TASK TO CARRY OUT
Pull out every line of text from the records below and copy each one word for word, omitting the pictures.
►
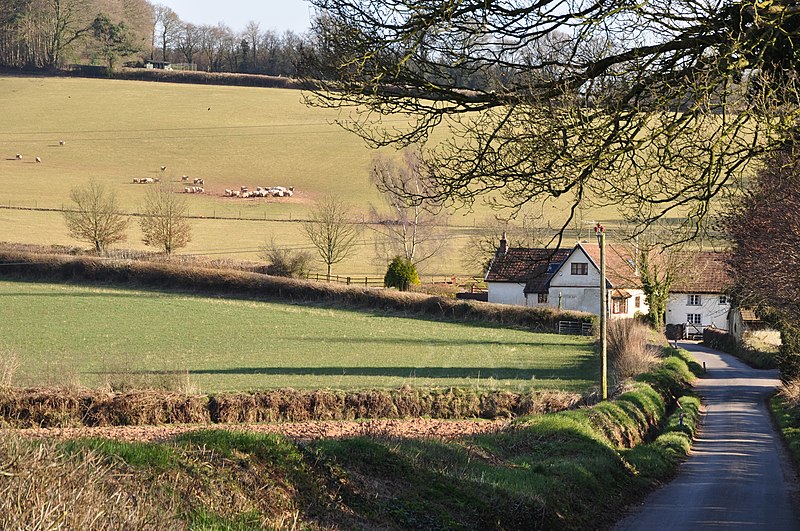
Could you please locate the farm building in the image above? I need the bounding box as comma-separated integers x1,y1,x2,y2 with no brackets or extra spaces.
485,236,731,334
485,239,647,317
664,251,732,335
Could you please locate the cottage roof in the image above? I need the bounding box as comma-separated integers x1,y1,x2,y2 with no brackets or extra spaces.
577,242,642,288
486,247,572,293
670,251,733,293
◄
RESULT
Could you please locate the farm building in the image above? I need the bounding box as comma-separated integers x1,y1,x2,y2 with no brackets or extra spaces.
485,236,731,334
485,239,647,317
664,251,732,335
Could you please locate the cottage roof in the image above? I need the bounding box as comma-separated integers x1,y1,x2,y2 with no brackets or extra spaces.
577,242,642,288
486,247,572,293
670,251,733,293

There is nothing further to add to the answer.